>>>
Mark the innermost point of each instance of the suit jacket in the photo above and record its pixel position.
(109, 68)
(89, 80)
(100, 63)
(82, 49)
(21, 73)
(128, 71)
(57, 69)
<<<
Rewrite the entries above, swapping "suit jacket" for "blazer" and leaving everything else unchanged.

## SOLUTION FOR THIS TASK:
Mark the innermost point of each instance of the blazer in the photo above and record its pixel position.
(109, 68)
(89, 80)
(100, 63)
(82, 49)
(21, 73)
(128, 71)
(57, 69)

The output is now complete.